Extend the notes on residential street planning and traffic safety below, starting right after their final sentence.

* Selection:
====
It was practice in Sweden in the 1970s to introduce methods for accidents with children. Planning of housing areas; better location of kindergartens, schools, and play grounds; safe stops for school and other buses; elimination of curbside parking; separating pedestrians from cyclist and motor traffic. p. 129

‘Children should never be required to cross a main traffic street o the way to school. If for no other reason, streets of the residential area should rigorously exclude through traffic. Another reason for routing through traffic outside the neighbourhood is to set bounds to the district, giving it a “clear identity in people’s consciousness ‘ (Perry, 1929). p. 148

Perry proposed ‘neighbourhood units’ in 1929 within which schools, local streets and parks would be protected from through traffic, which was to be confined to the periphery of the unit. p. 147

‘European cities have grown mostly from medieval origins, with small-scale, narrow, nongeometric street patterns. Later alterations and overlays form subsequent periods have emphasised arterials, which often cut through older quaters.’ Since Hausman’s Paris, many of these have been long, straight boulevards. The narrower, frequently disconnected street patterns were for local traffic. p. 151

environmental capacity has three factors.

  1. Streets with over 50 percent vulnerable pedestrians (old, young, mothers with prams).
  2. Streets with 25 percent to 50 percent vulnerable pedestrians.
  3. Streets with less than 25 percent vulnerable pedestrians. p. 153

‘Physical conditions need to offer different level of protections, depending on “visibility for drivers, fewer parked pedestrian access to dwellings, etc.” Hence streets could be classified as offering high, medium, and low levels of protection.’ p.153

Safety, comfort, convenience, appearance,

general level of pedestrian activity, especially the numbers of children. All of them were used to calculate an environmental score for an area.

Environmental quality of a street was determined by traffic volume, width of street, vulnerability, and physical levels of protection. p. 153

First environmental areas: Barnsbury and Pimlico in the UK.

A Statement of Principles was introduced as the “Charter of Street- Dwellers’ Rights.  p. 243

  1. The street as a Safe Sanctuary. Slow speeds, cars are guests bu emergency services should be still provided. p. 243
  2. The street as a livable, healthy environment. The street should not be subject to noticeable noise or vibration from traffic. No discomfort by traffic, a place where people can sit, converse and play. p.244
  3. The street as a community. local celebrations, optimal size is debateable but should be the street block itself. p. 244
  4. The street as neighborly Territory. respecting private domain is symbolic. maintain their street, tree planting, flowers and other amenities.
====
(Entries from a point annotation set)
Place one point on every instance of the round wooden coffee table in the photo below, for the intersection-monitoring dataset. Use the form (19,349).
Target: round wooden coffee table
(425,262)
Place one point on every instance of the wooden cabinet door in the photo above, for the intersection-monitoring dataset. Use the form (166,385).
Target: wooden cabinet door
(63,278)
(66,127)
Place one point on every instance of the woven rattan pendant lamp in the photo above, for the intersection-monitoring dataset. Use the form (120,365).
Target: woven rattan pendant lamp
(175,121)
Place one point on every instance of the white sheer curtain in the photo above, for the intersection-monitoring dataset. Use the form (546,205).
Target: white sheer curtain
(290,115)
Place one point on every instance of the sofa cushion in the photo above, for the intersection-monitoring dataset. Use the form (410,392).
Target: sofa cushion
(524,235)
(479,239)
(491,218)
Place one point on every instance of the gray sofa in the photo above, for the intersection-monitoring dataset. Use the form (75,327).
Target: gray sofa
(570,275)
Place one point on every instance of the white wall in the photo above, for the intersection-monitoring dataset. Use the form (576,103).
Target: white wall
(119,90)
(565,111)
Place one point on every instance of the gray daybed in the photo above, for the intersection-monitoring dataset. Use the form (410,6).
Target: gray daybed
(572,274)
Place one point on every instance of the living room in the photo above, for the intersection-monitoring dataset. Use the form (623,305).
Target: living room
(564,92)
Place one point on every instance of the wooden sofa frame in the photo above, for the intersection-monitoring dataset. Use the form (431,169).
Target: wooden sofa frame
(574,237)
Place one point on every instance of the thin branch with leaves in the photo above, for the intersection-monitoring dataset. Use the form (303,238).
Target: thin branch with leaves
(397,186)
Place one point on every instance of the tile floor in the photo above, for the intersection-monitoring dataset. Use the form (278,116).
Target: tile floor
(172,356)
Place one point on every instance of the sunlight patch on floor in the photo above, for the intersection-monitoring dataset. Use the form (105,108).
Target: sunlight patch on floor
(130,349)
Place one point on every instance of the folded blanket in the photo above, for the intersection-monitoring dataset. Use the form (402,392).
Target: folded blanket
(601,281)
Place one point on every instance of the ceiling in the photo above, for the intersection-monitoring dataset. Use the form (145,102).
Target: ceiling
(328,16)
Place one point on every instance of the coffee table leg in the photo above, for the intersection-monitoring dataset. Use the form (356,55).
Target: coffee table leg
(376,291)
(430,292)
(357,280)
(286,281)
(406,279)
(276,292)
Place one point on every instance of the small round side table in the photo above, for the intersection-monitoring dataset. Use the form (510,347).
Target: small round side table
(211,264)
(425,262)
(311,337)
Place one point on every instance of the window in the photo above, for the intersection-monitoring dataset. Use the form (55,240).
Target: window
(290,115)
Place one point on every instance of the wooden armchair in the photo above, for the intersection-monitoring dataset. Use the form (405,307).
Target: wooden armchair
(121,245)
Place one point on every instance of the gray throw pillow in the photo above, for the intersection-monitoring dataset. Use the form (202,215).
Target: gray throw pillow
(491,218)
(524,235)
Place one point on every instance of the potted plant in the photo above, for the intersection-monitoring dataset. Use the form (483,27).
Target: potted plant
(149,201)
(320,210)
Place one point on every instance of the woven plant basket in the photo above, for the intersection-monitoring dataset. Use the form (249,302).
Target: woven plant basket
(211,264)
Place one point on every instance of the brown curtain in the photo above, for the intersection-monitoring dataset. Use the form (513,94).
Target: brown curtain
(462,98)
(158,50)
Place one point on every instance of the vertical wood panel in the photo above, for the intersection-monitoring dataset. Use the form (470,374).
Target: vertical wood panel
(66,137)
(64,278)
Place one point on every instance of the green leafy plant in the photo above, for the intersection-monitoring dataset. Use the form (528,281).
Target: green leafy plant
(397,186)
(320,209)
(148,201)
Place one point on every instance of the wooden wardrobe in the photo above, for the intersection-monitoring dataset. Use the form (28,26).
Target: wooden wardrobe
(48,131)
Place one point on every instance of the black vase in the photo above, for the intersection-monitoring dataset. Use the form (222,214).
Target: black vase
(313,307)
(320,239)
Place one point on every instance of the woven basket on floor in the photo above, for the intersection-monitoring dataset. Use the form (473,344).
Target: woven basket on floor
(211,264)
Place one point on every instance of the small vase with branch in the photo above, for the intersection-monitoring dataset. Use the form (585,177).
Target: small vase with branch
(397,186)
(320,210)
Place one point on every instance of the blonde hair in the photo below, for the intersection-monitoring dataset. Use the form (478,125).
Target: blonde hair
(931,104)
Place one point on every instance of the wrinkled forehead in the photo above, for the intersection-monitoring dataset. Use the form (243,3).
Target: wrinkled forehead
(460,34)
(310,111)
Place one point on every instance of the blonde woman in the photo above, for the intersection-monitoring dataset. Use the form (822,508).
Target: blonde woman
====
* Right answer:
  5. The street as a place for play and learning. Places which are diverse in character, with different kinds of surfaces, adequate space to play all the street games children like to engage in, places where they can hide, places where they can build things without disturbing adults. ‘Backyard can accommodate many of these activities, but in central cities the street is often the only place available. The street as a learning environment (Carr and Lynch, 1968, Lynch, 1977). On it children can learn much about nature, through plants and trees, the sun and the wind, and through exposure to the earth itself. They can learn about social life if there are people on the street whom they can safely meet. Learning about this larger city depends on their freedom to roam safely in their neighbourhood.’ p. 244
  6. The street as a green and pleasant land. “Greening the street” sympbols of the cycle of life.
  7. The street as unique historic place. people take pride in places that have a special identity. ‘This identity may be due to some unique qualities such as views, a small creek, an old tree, gardens or buildings. Residential streets should be destinations, not routes.’ p. 244.

Woonerf concept:
‘ 1. The sharing of the street space between vehicles and pedestrians. To this end curb distinctions between the sidewalks and street pavement are eliminated.
2. Conveying the impression that the whole street space is usable by pedestrians. To this end abrupt changes in path direction, vertical features, surface changes, and plantings and street furniture are all designed as obstacles to vehicle travel and to create a residential atmosphere.’ p. 250

The real power of the ‘woonerf’ concept lies in the traffic rules and clear signage.

a) the street is for people playing on road is permitted and encouraged.
b) cars may not drive faster than a walking pace.
c) drivers may not impede pedestrians within a “woonerf”
d) pedestrians may not unneccessarily hinder the progress of drivers. p.251

 

 

Literature to get:

Great streets by Jacobs, Allan B, 1995, Paperback ed. Book:

 

 

 

Week 43: 5th- 9th December 2016

Monday (5th Dec) facilitation a workshop with 22 school children form Giralang in Canberra. Student age ranged from 8- 10 years.

Task: Imagine and create your ideal street.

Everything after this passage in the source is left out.